» **PROBLEM DESCRIPTION**:
Can you reproduce verbatim the data from the line containing "Tag every instance of the white baseboard" through the end, both ends inclusive?

» **DATASET ENTRIES**:
============================================================

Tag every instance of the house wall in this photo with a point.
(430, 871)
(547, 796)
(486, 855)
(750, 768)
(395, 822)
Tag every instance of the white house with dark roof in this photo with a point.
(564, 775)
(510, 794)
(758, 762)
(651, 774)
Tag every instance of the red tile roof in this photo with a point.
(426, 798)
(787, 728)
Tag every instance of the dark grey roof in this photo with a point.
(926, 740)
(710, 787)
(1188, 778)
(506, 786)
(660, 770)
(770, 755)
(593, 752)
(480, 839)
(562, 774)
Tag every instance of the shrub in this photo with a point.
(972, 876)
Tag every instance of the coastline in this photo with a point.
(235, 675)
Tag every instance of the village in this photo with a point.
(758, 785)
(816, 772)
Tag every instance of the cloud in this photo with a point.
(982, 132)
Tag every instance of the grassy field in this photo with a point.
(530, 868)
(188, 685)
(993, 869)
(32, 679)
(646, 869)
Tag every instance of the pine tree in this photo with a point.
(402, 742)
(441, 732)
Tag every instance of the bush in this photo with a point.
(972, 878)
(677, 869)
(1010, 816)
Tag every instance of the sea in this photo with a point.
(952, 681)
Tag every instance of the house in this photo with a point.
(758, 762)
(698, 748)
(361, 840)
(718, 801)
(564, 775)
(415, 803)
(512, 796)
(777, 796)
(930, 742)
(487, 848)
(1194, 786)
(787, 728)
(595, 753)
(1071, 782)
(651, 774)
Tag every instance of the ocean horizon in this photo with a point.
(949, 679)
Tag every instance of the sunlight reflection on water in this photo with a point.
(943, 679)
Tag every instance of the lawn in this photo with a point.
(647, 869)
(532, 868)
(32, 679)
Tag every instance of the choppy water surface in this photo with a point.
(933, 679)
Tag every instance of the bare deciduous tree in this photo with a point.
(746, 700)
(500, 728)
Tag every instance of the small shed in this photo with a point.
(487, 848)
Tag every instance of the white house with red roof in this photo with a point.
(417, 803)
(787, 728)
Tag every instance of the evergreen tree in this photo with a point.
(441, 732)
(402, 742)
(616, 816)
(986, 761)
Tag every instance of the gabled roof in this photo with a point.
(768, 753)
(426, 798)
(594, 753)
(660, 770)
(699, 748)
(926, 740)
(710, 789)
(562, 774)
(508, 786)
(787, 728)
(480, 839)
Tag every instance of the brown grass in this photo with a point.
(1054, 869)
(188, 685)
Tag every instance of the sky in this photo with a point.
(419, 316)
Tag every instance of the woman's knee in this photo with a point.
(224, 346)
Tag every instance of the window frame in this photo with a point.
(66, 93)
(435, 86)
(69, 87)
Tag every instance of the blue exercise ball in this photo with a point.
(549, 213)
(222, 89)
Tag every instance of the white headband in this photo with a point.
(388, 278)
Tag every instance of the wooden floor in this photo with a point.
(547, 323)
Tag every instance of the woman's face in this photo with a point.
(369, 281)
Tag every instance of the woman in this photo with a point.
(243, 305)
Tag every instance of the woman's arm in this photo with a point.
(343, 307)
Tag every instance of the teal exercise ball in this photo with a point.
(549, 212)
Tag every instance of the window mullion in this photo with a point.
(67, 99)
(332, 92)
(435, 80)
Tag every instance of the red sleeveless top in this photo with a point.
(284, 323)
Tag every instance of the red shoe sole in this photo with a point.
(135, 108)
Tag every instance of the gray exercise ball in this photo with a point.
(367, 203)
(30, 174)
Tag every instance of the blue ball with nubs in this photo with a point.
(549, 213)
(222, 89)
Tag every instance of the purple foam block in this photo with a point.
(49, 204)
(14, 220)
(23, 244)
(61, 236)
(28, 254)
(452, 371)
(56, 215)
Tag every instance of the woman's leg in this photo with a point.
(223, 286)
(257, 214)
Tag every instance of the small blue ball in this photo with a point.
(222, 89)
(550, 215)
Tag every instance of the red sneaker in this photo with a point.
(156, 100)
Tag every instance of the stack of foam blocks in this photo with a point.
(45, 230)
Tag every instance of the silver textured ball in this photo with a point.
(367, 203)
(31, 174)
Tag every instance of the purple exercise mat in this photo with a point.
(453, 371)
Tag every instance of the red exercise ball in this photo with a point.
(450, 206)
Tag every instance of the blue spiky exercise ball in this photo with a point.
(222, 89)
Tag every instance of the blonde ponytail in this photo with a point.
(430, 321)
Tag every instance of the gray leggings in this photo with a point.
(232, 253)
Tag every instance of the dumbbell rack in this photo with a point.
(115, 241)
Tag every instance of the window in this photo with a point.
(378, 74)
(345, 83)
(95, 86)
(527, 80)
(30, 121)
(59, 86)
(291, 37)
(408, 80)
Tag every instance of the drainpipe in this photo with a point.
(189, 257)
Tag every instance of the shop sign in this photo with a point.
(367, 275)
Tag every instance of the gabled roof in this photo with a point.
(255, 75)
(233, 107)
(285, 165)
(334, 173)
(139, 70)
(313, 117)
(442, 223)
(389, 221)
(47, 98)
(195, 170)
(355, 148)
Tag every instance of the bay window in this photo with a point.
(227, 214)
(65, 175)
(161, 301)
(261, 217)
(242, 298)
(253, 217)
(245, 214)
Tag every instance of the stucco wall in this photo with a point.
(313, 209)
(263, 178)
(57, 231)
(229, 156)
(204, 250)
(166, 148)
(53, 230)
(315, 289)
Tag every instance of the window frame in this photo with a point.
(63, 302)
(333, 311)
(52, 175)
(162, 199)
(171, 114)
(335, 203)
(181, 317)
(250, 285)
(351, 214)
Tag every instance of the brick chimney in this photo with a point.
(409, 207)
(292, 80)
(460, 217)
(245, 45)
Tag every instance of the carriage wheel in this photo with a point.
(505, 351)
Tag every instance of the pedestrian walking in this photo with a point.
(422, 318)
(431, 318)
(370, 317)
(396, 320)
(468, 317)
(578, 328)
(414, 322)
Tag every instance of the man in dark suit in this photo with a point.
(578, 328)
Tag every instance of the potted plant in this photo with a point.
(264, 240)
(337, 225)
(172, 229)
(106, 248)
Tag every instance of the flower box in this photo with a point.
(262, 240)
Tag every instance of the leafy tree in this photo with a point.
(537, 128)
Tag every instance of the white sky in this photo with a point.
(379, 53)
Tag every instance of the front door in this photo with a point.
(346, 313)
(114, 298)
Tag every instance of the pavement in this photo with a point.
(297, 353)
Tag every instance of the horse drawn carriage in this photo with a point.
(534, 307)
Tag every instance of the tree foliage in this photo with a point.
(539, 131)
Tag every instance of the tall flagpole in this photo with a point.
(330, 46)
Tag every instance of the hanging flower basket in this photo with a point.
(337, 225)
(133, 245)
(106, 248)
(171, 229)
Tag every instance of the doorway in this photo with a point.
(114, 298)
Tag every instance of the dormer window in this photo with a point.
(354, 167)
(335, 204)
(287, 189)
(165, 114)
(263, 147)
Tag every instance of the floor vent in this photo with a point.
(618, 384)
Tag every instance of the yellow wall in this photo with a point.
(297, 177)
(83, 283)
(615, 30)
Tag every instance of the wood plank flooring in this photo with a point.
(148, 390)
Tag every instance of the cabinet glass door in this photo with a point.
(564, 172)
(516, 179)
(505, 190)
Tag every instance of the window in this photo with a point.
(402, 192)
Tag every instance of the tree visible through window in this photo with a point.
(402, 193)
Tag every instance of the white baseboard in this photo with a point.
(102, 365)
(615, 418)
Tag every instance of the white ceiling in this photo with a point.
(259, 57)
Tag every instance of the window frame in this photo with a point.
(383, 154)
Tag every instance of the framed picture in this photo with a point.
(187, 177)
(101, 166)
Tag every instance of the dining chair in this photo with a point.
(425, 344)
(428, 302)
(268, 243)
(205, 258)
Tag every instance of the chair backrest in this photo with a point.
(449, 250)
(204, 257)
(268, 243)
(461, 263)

============================================================

» **ANSWER TO THE TASK**:
Tag every instance of the white baseboard in this photo with a point.
(102, 365)
(615, 418)
Tag every instance of the white ceiling in this photo with a point.
(259, 57)
Tag every instance of the window frame in this photo with a point.
(383, 154)
Tag every instance of the framed picture in this photo with a point.
(187, 177)
(101, 166)
Tag every instance of the dining chair in this photo with a point.
(425, 344)
(428, 302)
(268, 243)
(205, 258)
Tag every instance of the chair backrest in this photo with a point.
(449, 250)
(204, 257)
(268, 243)
(461, 263)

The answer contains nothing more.